# LA CONSIGNE:
Recopiez fidèlement le passage du texte sur la vie musicale strasbourgeoise, de "110 ans de vie" à "prospérité sans précédent.".

# EXTRAIT DU TEXTE:
-------------------------
110 ans de vie musicale locale

La Philharmonie en 1907La Philharmonie est née à l’aube du XXe siècle, quand l’Alsace et la Moselle faisaient partie du Reich fondé à Versailles sur la défaite française de 1870. Strasbourg, devenue chef-lieu du Reichsland, se vit promue vitrine du prestige impérial et bénéficia d’une période d’expansion et de prospérité sans précédent.

 

L’époque wilhelminienne, qui n’est pas sans rappeler la Belle Epoque en France, connut une vie culturelle et associative florissante à Strasbourg. Nombre de sociétés chorales et musicales y virent le jour: l’Orchestre Municipal, manière allemande, l’Orchestre du Conservatoire, la Musique des Sapeurs-Pompiers, l’Harmonie Militaire, l’Harmonie Strasbourgeoise, le Männergesangverein (qui fit construire en 1902 le Sängerhaus, l’actuel Palais des Fêtes), la Fanfare Sellenick, la Concordia, etc. Certaines d’entre elles, dont les positions trop francophiles déplurent aux maîtres du moment, furent dissoutes, ce qui ne les empêcha pas de renaître sous d’autres noms par la suite.
-------------------------
# DONNÉES:
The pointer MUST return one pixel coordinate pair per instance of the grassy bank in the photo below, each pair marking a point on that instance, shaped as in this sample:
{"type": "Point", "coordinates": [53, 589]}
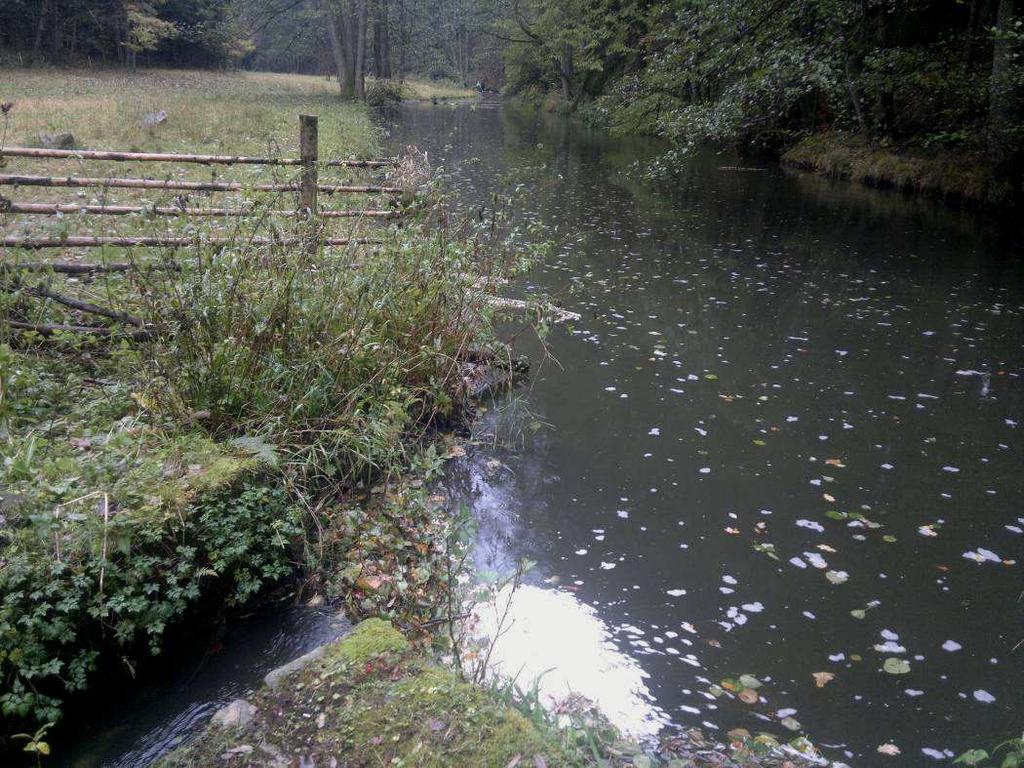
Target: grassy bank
-------------------------
# RÉPONSE ATTENDUE:
110 ans de vie musicale locale

La Philharmonie en 1907La Philharmonie est née à l’aube du XXe siècle, quand l’Alsace et la Moselle faisaient partie du Reich fondé à Versailles sur la défaite française de 1870. Strasbourg, devenue chef-lieu du Reichsland, se vit promue vitrine du prestige impérial et bénéficia d’une période d’expansion et de prospérité sans précédent.